## Artikel

Wien (bpd) - Bundeskanzler Wolfgang Schüssel nahm am Donnerstag (22. 04.)
vor dem Verband der Auslandspresse in Österreich zur bevorstehenden EU-Erweiterung und Fragen der Europapolitik
Stellung. "Der 1. Mai 2004 ist durch den Beitritt von zehn weiteren Staaten zur Europäischen Union ein
Datum, das in seiner historischen Bedeutung mit dem 15. Mai 1955 gleich zu setzen ist. Damals erhielt Österreich
seine Freiheit, seine Unabhängigkeit und seine Souveränität zurück. Nun erlebt Europa seine
demokratische Wiedervereinigung und damit schließt sich ein Kreis der Integration. Das ist nicht irgendeine
Erweiterungsrunde, das ist der Höhepunkt einer langen historischen Entwicklung", so der Bundeskanzler.
In diesem Zusammenhang erinnerte der Bundeskanzler daran, dass der Auftakt zu den Betrittsverhandlungen unter der
österreichischen Präsidentschaft statt gefunden hatte. Schüssel: "Österreich ist immer
für diese Erweiterung eingetreten. Sie ist gut vorbereitet und die europäische Antwort auf die Globalisierung
und zwar die richtige."

## Schriftliche Aufgabe A
Übernimm aus dem Artikel den Abschnitt zwischen „vor dem Verband“ und „so der Bundeskanzler.“, beide eingeschlossen, ohne jede Änderung.

## Die Einträge
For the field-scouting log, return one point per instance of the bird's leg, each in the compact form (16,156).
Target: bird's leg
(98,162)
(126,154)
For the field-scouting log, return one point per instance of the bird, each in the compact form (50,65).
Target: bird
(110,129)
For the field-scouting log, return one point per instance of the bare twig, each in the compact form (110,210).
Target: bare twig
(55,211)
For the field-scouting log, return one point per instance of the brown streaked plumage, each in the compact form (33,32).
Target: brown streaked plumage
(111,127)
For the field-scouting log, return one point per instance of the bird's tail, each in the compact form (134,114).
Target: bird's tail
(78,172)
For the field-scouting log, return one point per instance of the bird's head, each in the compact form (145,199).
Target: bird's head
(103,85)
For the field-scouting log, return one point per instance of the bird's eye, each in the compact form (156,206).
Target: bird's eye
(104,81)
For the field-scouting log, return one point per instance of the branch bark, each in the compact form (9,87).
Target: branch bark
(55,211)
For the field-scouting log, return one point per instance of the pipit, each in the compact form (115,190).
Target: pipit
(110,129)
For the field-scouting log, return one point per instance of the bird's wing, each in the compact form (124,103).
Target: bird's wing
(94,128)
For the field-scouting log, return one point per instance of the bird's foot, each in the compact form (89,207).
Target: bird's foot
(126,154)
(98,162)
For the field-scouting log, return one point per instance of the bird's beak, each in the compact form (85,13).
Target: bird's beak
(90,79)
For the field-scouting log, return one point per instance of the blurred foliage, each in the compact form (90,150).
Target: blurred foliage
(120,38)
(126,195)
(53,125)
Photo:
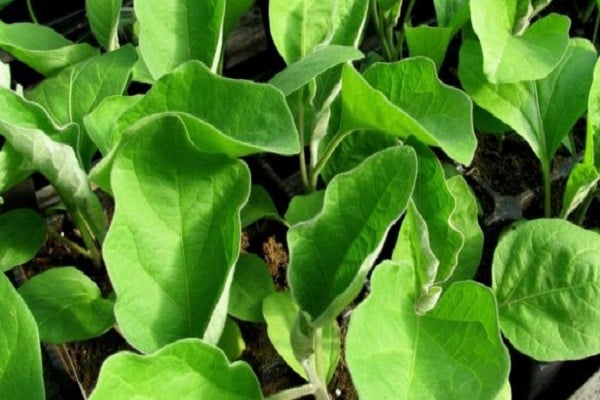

## Schriftliche Aufgabe B
Wiederhole bitte wortgetreu die Zeilen der Einträge, angefangen bei der Zeile mit „compact form (90,150).“ bis zum Schluss der Einträge, beide Enden eingeschlossen. Lass die Bilder dabei weg.

## Korrekte Ausgabe A
vor dem Verband der Auslandspresse in Österreich zur bevorstehenden EU-Erweiterung und Fragen der Europapolitik
Stellung. "Der 1. Mai 2004 ist durch den Beitritt von zehn weiteren Staaten zur Europäischen Union ein
Datum, das in seiner historischen Bedeutung mit dem 15. Mai 1955 gleich zu setzen ist. Damals erhielt Österreich
seine Freiheit, seine Unabhängigkeit und seine Souveränität zurück. Nun erlebt Europa seine
demokratische Wiedervereinigung und damit schließt sich ein Kreis der Integration. Das ist nicht irgendeine
Erweiterungsrunde, das ist der Höhepunkt einer langen historischen Entwicklung", so der Bundeskanzler.

## Korrekte Ausgabe B
For the field-scouting log, return one point per instance of the blurred foliage, each in the compact form (90,150).
Target: blurred foliage
(120,38)
(126,195)
(53,125)
Photo:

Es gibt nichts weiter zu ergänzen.